* **INSTRUCTIONS**
[a] In the fascin abstract, how many beta-trefoil domains does fascin have?
[b] In the fascin abstract, take the part that opens with the words containing "Mechanism of actin" and closes with "Library of Medicine.", and switch "database" to "resource".

* **DOCUMENT EXCERPT**
============

3p53

Publication Abstract from PubMed

Fascin is the main actin filament bundling protein in filopodia. Because of the important role filopodia play in cell migration, fascin is emerging as a major target for cancer drug discovery. However, an understanding of the mechanism of bundle formation by fascin is critically lacking. Fascin consists of four beta-trefoil domains. Here, we show that fascin contains two major actin-binding sites, coinciding with regions of high sequence conservation in beta-trefoil domains 1 and 3. The site in beta-trefoil-1 is located near the binding site of the fascin inhibitor macroketone and comprises residue Ser-39, whose phosphorylation by protein kinase C down-regulates actin bundling and formation of filopodia. The site in beta-trefoil-3 is related by pseudo-2-fold symmetry to that in beta-trefoil-1. The two sites are approximately 5 nm apart, resulting in a distance between actin filaments in the bundle of approximately 8.1 nm. Residue mutations in both sites disrupt bundle formation in vitro as assessed by co-sedimentation with actin and electron microscopy and severely impair formation of filopodia in cells as determined by rescue experiments in fascin-depleted cells. Mutations of other areas of the fascin surface also affect actin bundling and formation of filopodia albeit to a lesser extent, suggesting that, in addition to the two major actin-binding sites, fascin makes secondary contacts with other filaments in the bundle. In a high resolution crystal structure of fascin, molecules of glycerol and polyethylene glycol are bound in pockets located within the two major actin-binding sites. These molecules could guide the rational design of new anticancer fascin inhibitors.

Mechanism of actin filament bundling by fascin.,Jansen S, Collins A, Yang C, Rebowski G, Svitkina T, Dominguez R J Biol Chem. 2011 Aug 26;286(34):30087-96. Epub 2011 Jun 18. PMID:21685497^[5]

From MEDLINE®/PubMed®, a database of the U.S. National Library of Medicine.

============

(Photo-based referring expression data)
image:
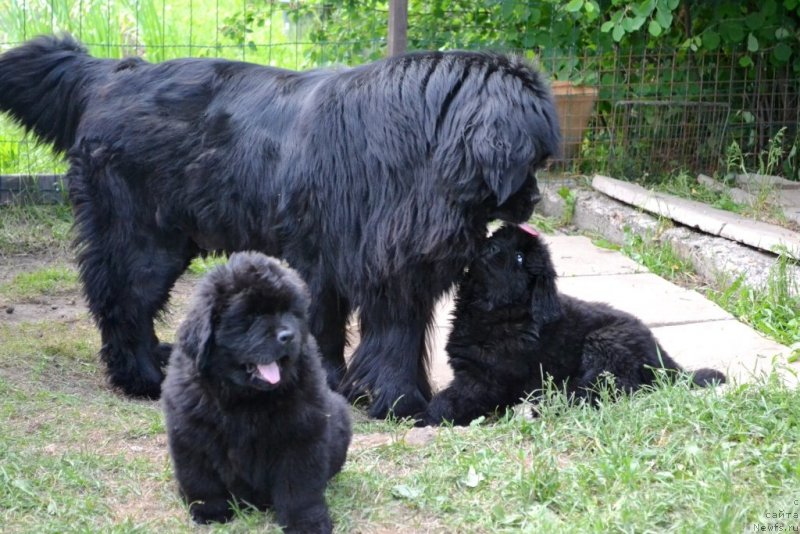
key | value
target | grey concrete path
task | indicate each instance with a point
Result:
(694, 331)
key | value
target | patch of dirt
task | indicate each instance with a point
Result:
(69, 307)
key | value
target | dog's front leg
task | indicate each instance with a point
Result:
(391, 362)
(476, 390)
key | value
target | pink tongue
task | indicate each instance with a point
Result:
(270, 372)
(525, 227)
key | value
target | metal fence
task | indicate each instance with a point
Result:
(630, 113)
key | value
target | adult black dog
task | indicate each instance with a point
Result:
(376, 183)
(249, 414)
(511, 328)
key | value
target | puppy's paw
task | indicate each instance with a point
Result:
(398, 403)
(324, 526)
(211, 511)
(162, 353)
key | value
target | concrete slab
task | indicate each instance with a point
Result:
(730, 346)
(695, 331)
(729, 225)
(647, 296)
(577, 256)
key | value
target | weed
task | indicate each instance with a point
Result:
(569, 204)
(34, 229)
(545, 225)
(660, 258)
(51, 280)
(773, 309)
(203, 264)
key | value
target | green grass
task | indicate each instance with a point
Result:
(685, 185)
(773, 309)
(658, 257)
(203, 264)
(78, 458)
(34, 229)
(47, 281)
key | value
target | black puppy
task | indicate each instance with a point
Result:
(511, 328)
(249, 415)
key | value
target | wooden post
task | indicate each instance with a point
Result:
(398, 26)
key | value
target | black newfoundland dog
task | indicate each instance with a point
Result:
(249, 414)
(376, 183)
(511, 327)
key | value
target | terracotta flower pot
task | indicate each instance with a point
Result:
(574, 105)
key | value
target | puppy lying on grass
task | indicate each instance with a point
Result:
(511, 329)
(249, 415)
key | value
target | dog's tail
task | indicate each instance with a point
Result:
(700, 377)
(43, 86)
(707, 377)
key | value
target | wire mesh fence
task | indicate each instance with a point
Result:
(628, 111)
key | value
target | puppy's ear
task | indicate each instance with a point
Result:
(545, 304)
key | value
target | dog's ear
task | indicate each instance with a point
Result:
(545, 304)
(498, 155)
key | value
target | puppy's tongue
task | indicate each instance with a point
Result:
(270, 372)
(525, 227)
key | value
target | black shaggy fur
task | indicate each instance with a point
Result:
(511, 328)
(249, 415)
(376, 183)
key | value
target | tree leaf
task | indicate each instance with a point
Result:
(644, 8)
(618, 32)
(710, 40)
(754, 21)
(664, 18)
(638, 22)
(654, 28)
(782, 33)
(782, 52)
(752, 43)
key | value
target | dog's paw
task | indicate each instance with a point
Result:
(163, 352)
(212, 511)
(324, 526)
(398, 403)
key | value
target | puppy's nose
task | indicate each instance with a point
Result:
(285, 335)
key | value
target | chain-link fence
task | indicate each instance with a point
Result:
(630, 111)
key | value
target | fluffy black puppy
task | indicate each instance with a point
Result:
(249, 415)
(511, 327)
(376, 183)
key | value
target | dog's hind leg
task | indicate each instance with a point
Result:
(391, 361)
(128, 266)
(328, 323)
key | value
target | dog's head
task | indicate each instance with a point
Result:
(513, 269)
(516, 130)
(247, 325)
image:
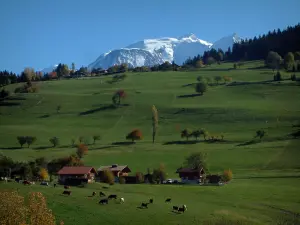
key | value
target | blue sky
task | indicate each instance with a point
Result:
(40, 33)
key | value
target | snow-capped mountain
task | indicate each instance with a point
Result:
(151, 52)
(226, 42)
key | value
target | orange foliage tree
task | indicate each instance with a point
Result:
(13, 209)
(82, 150)
(136, 134)
(227, 175)
(44, 174)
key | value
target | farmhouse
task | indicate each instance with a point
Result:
(189, 175)
(117, 170)
(76, 175)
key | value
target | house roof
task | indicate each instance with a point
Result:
(76, 170)
(114, 167)
(188, 170)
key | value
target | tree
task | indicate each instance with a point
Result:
(21, 140)
(210, 60)
(96, 137)
(260, 133)
(186, 133)
(196, 161)
(30, 140)
(120, 94)
(44, 174)
(154, 122)
(273, 60)
(136, 134)
(159, 174)
(289, 61)
(54, 141)
(218, 78)
(108, 177)
(227, 175)
(201, 87)
(139, 177)
(82, 150)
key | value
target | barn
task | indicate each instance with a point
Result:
(75, 175)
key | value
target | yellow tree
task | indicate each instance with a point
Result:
(44, 174)
(154, 122)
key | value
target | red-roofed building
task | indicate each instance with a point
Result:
(76, 175)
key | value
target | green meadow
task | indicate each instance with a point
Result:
(265, 187)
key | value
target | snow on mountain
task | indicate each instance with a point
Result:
(132, 56)
(226, 42)
(49, 69)
(151, 52)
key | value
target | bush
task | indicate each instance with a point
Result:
(136, 134)
(227, 175)
(54, 141)
(139, 177)
(108, 177)
(122, 180)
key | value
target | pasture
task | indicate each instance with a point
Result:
(266, 174)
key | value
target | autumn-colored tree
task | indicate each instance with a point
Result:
(82, 150)
(54, 141)
(134, 135)
(227, 79)
(96, 137)
(44, 174)
(21, 140)
(227, 175)
(154, 122)
(108, 177)
(139, 177)
(14, 211)
(186, 133)
(120, 94)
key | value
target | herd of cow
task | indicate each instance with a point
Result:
(143, 205)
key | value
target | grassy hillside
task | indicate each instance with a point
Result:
(266, 173)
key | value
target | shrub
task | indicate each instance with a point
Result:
(96, 137)
(186, 133)
(139, 177)
(136, 134)
(54, 141)
(227, 175)
(21, 140)
(122, 180)
(201, 87)
(108, 177)
(82, 150)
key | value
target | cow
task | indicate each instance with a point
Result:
(175, 208)
(144, 205)
(103, 201)
(112, 196)
(183, 209)
(168, 200)
(67, 193)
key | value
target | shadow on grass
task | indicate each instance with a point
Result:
(103, 108)
(10, 148)
(123, 143)
(104, 147)
(9, 103)
(249, 143)
(44, 116)
(181, 142)
(188, 96)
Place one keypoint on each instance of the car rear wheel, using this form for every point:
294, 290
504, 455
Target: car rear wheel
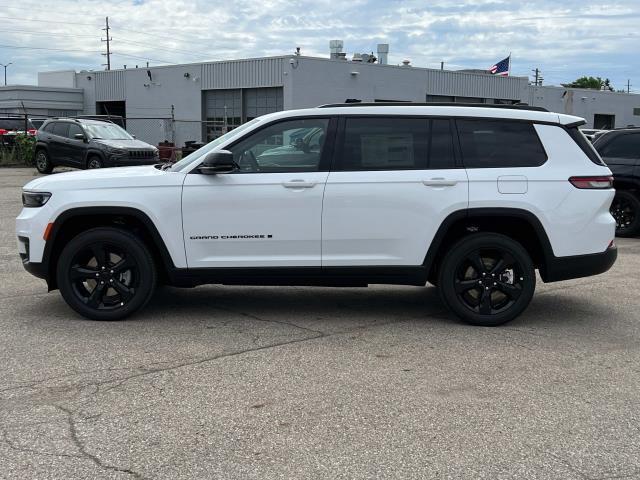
625, 208
94, 162
106, 274
487, 279
43, 162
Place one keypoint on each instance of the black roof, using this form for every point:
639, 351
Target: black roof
517, 106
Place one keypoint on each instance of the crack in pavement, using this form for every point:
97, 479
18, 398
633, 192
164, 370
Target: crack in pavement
73, 431
12, 445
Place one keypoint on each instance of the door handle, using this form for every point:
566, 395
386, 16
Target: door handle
298, 184
439, 182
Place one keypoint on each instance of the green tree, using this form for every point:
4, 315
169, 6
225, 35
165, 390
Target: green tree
594, 83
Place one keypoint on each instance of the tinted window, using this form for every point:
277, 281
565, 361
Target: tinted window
622, 146
60, 128
441, 145
291, 146
499, 143
74, 129
384, 144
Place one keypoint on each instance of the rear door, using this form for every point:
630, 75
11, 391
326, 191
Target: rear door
393, 181
56, 139
75, 148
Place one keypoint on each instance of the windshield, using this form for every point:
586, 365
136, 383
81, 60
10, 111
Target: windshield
193, 157
107, 131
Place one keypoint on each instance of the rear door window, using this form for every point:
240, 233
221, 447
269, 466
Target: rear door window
499, 144
73, 130
379, 143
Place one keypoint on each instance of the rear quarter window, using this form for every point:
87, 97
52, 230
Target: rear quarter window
499, 144
621, 146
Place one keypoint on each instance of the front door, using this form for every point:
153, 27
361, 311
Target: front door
268, 213
394, 182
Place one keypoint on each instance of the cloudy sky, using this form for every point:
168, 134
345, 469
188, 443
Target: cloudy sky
565, 39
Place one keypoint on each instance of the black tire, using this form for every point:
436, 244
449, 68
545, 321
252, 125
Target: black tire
625, 208
43, 162
487, 279
106, 274
94, 162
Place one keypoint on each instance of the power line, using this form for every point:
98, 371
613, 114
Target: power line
49, 21
51, 49
108, 39
49, 33
142, 58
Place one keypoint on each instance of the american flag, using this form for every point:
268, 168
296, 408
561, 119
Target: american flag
502, 67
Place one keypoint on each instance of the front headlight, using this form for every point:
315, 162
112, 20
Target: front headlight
35, 199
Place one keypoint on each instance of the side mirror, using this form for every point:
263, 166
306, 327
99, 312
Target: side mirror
218, 162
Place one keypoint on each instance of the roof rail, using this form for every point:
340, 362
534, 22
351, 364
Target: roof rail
516, 106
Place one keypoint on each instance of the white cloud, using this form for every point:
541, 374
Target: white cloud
564, 39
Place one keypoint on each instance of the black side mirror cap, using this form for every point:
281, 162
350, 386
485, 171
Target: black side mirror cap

============

* **REPLIES**
[a] Four.

[b]
Mechanism of actin filament bundling by fascin.,Jansen S, Collins A, Yang C, Rebowski G, Svitkina T, Dominguez R J Biol Chem. 2011 Aug 26;286(34):30087-96. Epub 2011 Jun 18. PMID:21685497^[5]

From MEDLINE®/PubMed®, a resource of the U.S. National Library of Medicine.